**Material for this exercise**:
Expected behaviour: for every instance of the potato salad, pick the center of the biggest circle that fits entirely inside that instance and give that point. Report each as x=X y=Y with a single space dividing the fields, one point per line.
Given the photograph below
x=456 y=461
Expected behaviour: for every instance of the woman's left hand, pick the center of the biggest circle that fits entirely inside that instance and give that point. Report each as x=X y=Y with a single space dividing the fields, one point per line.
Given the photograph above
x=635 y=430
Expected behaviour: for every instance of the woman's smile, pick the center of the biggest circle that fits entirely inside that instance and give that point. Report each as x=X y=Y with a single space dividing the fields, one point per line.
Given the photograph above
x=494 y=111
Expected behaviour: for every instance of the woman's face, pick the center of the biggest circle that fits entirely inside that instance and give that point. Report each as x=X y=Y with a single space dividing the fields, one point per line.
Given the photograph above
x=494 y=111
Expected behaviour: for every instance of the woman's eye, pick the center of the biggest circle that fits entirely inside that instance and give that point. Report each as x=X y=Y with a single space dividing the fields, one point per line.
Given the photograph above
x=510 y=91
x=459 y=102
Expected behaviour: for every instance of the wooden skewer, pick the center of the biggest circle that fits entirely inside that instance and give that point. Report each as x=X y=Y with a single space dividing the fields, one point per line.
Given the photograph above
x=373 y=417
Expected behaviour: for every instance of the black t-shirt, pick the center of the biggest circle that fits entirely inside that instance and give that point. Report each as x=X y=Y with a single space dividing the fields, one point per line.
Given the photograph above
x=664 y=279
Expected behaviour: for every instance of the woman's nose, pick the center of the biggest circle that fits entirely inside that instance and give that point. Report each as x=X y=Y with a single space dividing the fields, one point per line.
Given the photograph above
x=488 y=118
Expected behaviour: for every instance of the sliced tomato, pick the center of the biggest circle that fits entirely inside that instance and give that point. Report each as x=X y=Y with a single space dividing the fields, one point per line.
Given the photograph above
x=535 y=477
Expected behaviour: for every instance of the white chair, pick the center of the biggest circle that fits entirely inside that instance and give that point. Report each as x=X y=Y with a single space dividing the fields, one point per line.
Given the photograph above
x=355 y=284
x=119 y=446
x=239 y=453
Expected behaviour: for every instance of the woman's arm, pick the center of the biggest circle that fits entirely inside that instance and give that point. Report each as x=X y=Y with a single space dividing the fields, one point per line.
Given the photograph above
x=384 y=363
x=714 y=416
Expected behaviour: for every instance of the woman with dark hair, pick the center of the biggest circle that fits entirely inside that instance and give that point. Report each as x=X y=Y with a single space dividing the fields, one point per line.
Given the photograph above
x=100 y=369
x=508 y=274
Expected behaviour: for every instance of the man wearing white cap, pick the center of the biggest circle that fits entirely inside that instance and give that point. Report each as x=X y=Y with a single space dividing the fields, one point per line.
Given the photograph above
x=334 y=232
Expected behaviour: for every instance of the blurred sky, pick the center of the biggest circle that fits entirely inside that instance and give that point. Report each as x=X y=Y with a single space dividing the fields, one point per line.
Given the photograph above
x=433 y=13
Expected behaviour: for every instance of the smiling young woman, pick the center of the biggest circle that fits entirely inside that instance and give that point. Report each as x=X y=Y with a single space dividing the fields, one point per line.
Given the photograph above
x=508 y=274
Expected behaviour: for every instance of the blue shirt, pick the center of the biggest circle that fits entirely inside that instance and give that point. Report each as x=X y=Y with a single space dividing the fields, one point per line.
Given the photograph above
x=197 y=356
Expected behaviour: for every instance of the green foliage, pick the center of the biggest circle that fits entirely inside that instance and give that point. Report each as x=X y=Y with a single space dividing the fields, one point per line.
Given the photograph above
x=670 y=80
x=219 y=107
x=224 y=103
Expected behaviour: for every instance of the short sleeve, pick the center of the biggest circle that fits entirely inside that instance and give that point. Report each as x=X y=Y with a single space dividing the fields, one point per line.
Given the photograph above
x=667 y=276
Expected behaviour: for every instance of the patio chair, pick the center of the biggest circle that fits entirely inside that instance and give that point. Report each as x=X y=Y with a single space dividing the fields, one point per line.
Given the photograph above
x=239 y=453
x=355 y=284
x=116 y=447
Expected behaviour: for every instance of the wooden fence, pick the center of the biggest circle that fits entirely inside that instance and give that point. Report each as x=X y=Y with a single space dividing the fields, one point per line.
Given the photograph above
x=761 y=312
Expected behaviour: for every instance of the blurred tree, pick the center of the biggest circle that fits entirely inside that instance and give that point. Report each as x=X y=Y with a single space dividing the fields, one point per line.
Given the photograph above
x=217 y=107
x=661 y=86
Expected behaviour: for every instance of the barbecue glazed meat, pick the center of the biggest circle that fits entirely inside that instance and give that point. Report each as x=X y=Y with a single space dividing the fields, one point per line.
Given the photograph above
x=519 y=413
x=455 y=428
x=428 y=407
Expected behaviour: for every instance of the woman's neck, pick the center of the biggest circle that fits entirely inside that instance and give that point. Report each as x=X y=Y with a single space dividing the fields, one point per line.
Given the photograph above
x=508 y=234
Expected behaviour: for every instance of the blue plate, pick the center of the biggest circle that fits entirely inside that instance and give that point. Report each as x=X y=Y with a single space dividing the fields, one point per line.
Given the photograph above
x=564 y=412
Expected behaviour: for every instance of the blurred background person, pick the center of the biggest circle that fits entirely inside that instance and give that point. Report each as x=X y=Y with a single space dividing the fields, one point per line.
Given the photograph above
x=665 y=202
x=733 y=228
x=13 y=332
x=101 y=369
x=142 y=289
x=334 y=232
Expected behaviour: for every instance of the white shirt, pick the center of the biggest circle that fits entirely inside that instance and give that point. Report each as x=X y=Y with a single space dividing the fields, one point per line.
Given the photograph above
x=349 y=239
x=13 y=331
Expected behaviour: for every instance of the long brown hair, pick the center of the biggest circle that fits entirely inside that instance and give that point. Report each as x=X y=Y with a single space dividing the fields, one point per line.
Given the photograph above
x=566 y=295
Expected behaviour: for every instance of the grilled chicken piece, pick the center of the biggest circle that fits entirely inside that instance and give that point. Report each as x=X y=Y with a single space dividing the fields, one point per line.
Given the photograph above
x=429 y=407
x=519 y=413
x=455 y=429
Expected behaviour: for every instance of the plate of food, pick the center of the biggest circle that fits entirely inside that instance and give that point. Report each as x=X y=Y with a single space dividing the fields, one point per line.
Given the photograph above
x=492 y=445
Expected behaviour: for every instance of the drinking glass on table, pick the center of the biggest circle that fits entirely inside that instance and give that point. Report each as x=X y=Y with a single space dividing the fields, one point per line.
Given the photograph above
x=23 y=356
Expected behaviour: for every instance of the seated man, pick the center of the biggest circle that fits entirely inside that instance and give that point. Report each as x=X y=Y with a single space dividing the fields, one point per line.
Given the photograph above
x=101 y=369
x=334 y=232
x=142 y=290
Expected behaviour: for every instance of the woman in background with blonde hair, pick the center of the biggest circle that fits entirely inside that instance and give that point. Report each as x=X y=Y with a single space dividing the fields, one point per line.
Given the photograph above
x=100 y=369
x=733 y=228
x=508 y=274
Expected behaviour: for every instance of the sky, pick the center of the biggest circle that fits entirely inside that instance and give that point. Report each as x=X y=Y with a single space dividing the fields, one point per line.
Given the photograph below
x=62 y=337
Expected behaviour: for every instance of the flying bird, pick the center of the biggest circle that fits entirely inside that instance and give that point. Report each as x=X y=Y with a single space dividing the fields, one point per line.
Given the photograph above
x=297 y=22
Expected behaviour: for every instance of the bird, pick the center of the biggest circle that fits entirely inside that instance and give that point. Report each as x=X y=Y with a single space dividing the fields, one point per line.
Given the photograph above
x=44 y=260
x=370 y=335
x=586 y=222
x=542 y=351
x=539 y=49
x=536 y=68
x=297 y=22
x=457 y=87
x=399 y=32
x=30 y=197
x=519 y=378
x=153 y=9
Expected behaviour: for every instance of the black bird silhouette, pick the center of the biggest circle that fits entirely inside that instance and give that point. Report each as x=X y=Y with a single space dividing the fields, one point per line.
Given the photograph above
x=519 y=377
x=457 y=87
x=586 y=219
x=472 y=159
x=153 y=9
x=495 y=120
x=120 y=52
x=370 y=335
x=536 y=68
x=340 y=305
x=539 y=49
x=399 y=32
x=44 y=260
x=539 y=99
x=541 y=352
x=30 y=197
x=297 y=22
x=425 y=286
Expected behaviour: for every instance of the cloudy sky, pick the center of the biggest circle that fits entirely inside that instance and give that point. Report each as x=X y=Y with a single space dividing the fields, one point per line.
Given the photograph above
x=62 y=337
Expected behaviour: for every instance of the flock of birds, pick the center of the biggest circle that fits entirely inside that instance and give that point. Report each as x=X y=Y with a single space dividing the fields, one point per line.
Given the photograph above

**Directive**:
Exactly and only the lines from the one containing "Expected behaviour: for every instance of the cloudy" through the end of the material are to be reproduced, both ends included.

**Exercise response**:
Expected behaviour: for every instance of the cloudy sky, pick the center of the biggest circle that fits entirely inside that instance and give that point. Report each as x=X y=Y with a single space dividing the fields, one point per line.
Given the photograph above
x=62 y=337
Expected behaviour: for every instance of the flock of birds, pick the center of the biggest circle that fits entirely inside that instance and give that point. Report each as x=X y=Y with a single space dividing the fields, one point per line.
Given the photograph above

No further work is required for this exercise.